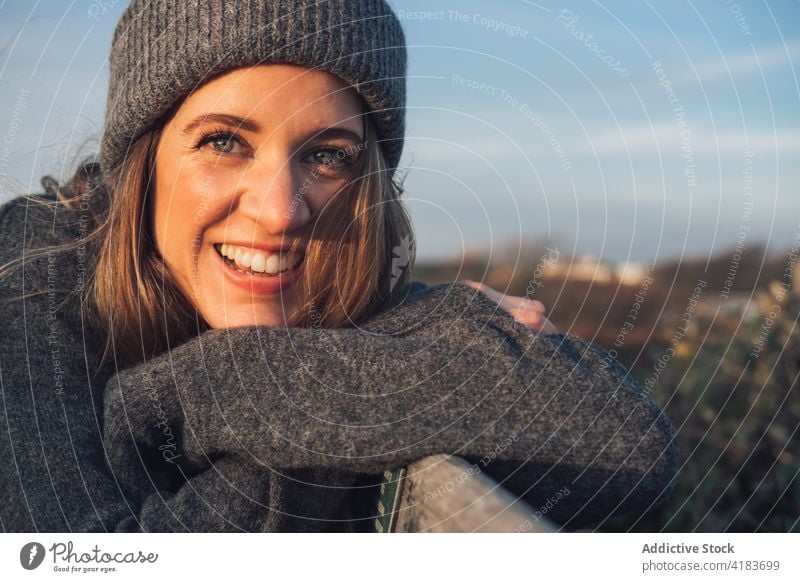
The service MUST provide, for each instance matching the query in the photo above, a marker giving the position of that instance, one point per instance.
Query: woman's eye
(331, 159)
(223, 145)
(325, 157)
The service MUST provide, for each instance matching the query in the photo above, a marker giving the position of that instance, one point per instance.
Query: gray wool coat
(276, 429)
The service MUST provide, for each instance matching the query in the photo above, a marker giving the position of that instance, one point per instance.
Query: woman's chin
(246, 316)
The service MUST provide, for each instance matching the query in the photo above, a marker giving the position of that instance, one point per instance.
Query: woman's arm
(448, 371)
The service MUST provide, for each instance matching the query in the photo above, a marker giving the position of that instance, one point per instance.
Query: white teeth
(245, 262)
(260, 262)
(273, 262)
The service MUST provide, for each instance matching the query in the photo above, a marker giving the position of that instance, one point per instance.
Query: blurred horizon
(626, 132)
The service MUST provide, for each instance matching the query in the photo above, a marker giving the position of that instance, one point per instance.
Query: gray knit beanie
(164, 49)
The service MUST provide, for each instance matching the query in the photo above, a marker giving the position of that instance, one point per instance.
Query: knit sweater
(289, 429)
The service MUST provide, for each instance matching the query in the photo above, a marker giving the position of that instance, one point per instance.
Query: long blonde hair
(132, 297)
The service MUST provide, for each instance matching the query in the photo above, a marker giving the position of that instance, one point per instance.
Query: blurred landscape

§

What the task requires - Return every line from the rows above that contains the word "gray". Copy each one unchanged.

Correct result -
Query: gray wool coat
Query: gray knit beanie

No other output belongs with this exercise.